=== Given task ===
Edit everything from the line containing "task | drop a marker on every instance of the short" down to the line containing "column 433, row 236" by replacing "short black hair" with "cropped black hair", and give back only those lines with nothing else altered.

----------------------------------------

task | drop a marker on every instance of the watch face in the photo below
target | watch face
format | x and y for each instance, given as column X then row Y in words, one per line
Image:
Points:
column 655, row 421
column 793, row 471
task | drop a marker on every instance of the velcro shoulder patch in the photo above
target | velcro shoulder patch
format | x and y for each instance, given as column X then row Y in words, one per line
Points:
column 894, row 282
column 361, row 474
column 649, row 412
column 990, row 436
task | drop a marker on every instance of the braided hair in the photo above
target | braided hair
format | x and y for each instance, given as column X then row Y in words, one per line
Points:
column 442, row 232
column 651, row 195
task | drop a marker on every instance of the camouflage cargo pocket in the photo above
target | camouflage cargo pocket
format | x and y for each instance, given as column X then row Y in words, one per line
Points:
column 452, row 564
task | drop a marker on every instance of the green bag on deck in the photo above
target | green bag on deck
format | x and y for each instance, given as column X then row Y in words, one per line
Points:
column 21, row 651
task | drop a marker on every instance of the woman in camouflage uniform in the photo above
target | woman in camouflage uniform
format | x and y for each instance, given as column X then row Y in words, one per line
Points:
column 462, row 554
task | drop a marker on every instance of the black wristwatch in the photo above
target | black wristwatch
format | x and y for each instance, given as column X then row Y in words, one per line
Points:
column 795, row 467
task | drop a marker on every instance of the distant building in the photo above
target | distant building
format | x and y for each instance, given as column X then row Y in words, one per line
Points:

----------------------------------------

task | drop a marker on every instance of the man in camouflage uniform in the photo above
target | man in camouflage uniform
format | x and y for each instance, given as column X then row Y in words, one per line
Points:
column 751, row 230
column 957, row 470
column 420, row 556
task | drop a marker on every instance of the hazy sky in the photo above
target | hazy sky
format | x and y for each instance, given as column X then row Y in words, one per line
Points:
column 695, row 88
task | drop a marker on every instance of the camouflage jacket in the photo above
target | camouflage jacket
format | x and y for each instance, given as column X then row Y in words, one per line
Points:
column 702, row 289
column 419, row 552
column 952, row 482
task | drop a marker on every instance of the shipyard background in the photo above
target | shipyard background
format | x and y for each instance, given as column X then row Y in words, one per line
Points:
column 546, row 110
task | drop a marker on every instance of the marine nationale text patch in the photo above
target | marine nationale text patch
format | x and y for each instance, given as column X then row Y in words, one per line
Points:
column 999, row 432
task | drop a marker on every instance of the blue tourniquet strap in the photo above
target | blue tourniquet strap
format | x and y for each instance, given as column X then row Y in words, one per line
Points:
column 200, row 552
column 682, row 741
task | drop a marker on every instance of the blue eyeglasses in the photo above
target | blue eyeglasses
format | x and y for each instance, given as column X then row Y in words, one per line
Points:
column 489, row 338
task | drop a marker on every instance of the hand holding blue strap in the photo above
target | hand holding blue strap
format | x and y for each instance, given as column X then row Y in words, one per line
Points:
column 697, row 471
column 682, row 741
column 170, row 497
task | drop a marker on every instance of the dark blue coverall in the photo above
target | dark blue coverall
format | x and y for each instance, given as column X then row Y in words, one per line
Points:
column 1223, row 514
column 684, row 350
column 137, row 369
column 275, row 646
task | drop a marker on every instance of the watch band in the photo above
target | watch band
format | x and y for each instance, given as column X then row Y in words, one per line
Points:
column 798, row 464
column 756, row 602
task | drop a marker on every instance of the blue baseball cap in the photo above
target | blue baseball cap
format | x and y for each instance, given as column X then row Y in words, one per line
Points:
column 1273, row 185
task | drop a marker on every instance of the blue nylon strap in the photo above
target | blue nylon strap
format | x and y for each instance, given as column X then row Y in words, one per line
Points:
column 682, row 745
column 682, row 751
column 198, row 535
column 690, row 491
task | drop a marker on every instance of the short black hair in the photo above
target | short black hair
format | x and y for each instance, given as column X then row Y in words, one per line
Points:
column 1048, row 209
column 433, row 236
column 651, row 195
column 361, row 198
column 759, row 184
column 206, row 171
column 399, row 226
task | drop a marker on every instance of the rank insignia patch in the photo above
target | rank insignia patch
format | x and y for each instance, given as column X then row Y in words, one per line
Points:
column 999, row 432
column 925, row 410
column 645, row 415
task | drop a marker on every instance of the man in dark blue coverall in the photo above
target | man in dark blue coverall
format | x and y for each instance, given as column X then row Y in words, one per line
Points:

----------------------------------------

=== Reply to the task ===
task | drop a marker on every instance of the cropped black hair in the photo above
target | cropped black hair
format | x and y for each instance, given as column X then row Y in words, one per line
Points:
column 1048, row 209
column 433, row 236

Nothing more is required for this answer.